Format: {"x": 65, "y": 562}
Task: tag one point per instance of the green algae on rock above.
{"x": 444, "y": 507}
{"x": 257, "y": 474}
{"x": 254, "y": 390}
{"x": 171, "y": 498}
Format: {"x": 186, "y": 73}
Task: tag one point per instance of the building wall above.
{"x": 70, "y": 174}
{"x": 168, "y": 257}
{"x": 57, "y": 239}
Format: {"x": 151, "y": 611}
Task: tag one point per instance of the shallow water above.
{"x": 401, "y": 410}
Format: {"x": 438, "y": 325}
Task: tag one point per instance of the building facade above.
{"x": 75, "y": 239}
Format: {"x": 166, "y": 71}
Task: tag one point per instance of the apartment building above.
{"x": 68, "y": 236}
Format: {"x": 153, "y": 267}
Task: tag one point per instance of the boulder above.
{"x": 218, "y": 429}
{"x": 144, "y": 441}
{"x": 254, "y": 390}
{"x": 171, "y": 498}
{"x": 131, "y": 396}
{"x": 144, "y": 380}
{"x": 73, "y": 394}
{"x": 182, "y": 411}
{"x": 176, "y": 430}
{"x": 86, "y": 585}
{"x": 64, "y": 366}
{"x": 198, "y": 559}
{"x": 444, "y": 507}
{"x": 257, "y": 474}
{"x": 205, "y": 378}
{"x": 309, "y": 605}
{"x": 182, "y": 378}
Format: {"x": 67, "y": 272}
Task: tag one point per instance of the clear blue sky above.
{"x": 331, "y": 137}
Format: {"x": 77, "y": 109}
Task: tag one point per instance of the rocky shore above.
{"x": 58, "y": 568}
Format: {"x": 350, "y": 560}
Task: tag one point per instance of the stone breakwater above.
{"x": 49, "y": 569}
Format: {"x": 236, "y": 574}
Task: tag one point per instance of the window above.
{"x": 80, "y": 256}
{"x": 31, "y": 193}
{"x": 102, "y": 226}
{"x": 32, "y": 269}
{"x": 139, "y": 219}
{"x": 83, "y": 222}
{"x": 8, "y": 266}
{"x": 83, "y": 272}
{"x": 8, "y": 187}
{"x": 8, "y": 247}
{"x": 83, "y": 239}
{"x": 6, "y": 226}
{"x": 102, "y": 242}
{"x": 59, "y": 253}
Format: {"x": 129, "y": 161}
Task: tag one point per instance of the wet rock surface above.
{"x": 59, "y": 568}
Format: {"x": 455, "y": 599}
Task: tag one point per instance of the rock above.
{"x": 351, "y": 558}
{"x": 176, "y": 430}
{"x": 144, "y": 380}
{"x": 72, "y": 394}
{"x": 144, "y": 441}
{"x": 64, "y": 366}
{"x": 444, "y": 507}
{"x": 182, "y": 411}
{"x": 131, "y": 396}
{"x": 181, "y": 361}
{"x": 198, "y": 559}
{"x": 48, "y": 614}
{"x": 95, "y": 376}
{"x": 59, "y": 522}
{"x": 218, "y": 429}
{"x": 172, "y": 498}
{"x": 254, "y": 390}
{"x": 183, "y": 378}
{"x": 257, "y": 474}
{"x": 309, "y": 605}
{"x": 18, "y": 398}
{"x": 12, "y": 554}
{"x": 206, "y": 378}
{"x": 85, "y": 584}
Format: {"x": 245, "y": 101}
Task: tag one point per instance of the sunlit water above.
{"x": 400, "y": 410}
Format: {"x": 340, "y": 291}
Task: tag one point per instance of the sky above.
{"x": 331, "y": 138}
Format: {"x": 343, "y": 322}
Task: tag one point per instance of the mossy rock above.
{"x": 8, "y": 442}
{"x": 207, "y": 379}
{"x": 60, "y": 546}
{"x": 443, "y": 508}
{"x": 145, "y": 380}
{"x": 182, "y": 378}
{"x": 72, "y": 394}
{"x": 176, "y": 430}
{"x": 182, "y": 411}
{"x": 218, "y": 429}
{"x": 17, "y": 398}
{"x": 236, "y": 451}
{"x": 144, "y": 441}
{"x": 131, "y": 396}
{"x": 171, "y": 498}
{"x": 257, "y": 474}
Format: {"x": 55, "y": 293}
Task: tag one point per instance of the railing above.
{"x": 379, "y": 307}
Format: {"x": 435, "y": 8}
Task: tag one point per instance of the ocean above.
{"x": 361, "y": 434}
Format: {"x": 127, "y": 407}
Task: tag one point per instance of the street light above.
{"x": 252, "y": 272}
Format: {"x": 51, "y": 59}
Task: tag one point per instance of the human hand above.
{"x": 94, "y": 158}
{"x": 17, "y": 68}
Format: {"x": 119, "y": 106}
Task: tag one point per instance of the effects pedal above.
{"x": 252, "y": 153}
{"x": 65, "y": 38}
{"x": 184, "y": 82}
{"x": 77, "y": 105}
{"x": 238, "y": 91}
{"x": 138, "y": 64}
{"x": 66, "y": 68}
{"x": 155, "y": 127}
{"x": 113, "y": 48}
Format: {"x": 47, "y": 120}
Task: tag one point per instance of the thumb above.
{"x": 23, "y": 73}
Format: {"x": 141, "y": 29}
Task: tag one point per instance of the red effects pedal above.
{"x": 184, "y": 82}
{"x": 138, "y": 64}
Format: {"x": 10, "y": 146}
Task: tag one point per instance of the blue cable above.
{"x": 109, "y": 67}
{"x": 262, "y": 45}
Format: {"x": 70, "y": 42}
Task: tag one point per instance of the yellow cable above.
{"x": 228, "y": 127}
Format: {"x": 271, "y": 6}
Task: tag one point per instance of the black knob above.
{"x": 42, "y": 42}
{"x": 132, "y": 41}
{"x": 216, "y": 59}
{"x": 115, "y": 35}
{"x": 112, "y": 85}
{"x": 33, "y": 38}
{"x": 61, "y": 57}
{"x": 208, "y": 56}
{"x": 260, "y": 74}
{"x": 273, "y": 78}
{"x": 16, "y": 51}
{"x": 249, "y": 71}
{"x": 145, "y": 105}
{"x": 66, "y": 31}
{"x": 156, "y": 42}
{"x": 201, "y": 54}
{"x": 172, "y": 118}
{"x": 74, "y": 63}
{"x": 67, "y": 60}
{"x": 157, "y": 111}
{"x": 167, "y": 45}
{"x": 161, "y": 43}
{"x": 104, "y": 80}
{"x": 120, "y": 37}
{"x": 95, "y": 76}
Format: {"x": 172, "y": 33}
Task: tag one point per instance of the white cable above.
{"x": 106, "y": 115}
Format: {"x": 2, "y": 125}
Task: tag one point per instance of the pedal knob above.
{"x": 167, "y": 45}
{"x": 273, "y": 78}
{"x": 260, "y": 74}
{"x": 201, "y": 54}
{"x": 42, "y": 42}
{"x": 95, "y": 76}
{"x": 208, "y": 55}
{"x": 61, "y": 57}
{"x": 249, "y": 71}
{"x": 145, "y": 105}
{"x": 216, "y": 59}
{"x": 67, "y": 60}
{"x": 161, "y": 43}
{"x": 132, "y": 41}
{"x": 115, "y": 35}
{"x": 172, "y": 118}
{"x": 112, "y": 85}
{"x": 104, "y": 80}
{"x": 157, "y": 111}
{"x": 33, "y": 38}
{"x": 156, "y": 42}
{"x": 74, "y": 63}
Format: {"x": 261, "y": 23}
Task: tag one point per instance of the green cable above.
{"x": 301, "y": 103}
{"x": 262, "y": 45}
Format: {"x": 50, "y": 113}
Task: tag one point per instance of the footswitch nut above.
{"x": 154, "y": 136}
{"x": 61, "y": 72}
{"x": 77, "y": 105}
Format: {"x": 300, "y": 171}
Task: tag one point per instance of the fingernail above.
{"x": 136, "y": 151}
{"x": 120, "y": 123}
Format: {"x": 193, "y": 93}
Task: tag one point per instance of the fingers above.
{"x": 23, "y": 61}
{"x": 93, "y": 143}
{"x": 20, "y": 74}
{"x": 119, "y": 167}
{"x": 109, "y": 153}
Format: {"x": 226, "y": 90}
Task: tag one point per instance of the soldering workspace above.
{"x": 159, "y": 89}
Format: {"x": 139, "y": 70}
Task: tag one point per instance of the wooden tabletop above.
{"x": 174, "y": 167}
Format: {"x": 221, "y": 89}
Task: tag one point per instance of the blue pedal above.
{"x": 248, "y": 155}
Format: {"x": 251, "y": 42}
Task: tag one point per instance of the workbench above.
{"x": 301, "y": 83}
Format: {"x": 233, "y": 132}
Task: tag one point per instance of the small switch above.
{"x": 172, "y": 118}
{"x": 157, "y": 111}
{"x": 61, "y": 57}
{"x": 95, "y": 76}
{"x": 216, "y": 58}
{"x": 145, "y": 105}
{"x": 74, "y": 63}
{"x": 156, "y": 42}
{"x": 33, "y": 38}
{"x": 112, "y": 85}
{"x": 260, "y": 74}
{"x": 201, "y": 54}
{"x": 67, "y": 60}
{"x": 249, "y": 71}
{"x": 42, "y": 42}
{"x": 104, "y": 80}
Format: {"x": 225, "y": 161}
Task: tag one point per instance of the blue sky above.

* * * * *

Pick out and copy every line in the rows above that contains the word "cable". Matches must have the same capitalization.

Answer to this exercise →
Task: tag one point per instance of the blue cable above.
Task: tag one point per instance of the yellow cable above.
Task: tag one point per instance of the white cable above.
Task: tag one point per instance of the green cable above.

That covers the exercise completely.